• _DIRECTIONS FOR THIS TASK_
Can you give back only the records from their start through the line containing "376], [281, 367]]", with "brown seed disk" replaced by "sunflower center" and everything else unchanged?

• _RECORDS FOR PROCESSING_
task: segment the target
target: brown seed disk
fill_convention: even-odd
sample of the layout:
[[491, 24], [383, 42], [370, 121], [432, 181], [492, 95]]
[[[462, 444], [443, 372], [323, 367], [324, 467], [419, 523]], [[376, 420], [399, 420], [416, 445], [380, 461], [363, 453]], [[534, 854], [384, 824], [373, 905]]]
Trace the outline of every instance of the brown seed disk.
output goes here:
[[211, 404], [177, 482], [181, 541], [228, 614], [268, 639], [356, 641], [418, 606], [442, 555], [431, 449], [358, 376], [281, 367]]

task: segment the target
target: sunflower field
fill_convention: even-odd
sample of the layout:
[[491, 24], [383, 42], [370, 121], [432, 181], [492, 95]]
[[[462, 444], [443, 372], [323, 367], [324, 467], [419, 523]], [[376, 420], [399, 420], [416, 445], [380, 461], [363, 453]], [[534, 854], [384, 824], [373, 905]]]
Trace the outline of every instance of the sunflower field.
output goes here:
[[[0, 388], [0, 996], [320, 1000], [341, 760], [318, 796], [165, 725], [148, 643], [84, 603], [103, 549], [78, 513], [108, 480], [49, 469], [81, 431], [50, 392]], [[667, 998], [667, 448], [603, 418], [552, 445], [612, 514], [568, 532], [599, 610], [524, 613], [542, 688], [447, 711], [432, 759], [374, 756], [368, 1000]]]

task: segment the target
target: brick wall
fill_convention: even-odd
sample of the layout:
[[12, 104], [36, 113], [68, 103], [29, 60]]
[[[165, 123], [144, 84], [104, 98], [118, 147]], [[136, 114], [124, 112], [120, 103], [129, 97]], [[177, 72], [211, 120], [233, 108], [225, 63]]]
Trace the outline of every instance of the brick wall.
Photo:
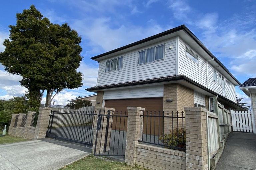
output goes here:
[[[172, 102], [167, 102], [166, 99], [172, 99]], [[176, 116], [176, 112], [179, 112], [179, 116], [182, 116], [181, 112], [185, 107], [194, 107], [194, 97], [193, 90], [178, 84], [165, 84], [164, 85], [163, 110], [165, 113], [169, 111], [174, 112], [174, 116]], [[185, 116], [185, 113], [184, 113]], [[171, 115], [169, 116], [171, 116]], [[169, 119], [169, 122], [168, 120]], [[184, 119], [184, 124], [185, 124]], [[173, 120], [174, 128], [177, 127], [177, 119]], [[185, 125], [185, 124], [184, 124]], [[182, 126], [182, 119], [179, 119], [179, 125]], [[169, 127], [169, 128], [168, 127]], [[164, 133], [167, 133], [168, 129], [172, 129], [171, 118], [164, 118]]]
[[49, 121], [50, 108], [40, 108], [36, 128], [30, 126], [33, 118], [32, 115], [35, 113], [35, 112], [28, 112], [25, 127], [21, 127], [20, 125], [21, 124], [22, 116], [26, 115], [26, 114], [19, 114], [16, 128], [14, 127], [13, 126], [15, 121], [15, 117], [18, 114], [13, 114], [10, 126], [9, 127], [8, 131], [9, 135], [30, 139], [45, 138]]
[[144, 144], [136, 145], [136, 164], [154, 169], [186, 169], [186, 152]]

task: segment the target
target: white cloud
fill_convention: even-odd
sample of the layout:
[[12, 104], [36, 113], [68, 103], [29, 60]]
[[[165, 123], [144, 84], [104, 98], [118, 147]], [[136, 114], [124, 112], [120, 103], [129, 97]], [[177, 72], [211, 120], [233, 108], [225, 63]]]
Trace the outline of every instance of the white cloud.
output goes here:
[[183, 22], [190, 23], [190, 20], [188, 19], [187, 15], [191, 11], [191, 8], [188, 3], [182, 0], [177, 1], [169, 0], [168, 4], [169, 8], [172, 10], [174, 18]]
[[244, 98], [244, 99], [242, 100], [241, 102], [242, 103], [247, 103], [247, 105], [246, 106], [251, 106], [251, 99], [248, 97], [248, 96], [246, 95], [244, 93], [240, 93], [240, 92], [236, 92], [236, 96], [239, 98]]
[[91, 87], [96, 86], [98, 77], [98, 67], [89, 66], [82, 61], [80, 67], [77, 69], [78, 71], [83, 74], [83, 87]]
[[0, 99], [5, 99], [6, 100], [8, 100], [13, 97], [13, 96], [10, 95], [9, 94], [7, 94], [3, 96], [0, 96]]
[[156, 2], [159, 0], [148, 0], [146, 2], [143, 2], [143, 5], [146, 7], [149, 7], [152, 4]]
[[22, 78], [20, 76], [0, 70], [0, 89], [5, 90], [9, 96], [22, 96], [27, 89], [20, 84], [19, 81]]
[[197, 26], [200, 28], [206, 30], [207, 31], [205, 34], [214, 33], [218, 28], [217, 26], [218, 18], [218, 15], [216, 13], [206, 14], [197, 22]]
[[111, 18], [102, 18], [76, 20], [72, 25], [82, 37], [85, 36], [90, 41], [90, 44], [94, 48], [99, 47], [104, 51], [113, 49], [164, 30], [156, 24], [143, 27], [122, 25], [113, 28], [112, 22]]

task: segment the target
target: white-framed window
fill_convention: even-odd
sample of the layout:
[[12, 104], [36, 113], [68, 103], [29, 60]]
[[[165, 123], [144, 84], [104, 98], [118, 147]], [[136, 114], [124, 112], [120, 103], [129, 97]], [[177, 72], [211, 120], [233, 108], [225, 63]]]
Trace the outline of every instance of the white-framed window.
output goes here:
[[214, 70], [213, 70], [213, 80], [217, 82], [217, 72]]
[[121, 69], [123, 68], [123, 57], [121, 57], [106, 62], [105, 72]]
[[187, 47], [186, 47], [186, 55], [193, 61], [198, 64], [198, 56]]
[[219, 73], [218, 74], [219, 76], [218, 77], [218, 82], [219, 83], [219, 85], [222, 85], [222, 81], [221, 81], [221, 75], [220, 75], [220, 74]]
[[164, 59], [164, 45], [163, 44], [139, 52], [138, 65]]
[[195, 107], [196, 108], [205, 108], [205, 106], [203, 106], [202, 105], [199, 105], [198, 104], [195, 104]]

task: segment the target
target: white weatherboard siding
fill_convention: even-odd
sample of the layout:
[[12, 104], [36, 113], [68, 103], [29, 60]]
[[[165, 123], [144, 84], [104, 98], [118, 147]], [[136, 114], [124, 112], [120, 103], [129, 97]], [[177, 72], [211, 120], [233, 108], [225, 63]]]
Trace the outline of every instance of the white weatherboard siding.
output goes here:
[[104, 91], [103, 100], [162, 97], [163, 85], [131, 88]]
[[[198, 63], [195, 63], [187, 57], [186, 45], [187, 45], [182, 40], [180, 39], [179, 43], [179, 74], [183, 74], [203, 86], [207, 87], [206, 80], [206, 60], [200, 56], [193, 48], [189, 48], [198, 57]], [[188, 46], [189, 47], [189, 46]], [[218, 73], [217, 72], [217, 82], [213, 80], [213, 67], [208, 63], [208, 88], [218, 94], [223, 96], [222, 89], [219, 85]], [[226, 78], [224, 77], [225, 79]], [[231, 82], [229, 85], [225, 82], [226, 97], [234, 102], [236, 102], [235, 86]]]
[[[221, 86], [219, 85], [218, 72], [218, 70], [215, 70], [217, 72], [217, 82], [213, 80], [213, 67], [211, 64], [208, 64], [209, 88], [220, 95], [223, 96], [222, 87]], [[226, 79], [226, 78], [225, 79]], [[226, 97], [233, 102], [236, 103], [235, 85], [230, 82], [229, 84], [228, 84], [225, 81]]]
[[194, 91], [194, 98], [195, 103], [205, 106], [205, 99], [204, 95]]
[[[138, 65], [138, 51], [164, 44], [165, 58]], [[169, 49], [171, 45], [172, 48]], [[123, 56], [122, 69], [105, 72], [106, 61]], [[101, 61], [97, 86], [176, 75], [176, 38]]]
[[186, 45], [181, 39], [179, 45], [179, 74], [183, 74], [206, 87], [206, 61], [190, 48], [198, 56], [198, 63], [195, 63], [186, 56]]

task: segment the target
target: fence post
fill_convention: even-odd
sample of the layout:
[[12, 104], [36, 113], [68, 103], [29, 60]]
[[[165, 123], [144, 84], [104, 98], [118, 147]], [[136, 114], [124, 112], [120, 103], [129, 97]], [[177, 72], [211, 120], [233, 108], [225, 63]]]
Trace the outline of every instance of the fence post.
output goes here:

• _OUTPUT_
task: segment the target
target: sunflower center
fill_convention: even-odd
sample of the layout:
[[491, 24], [383, 42], [370, 121], [432, 181], [492, 95]]
[[[462, 444], [443, 372], [323, 367], [324, 467], [419, 523]], [[376, 420], [399, 420], [416, 445], [380, 461], [363, 453]], [[534, 854], [384, 824], [373, 905]]]
Trace the outline of every instance of the sunflower center.
output goes here:
[[211, 404], [177, 482], [181, 541], [228, 614], [268, 639], [356, 641], [418, 606], [442, 555], [431, 449], [358, 376], [281, 367]]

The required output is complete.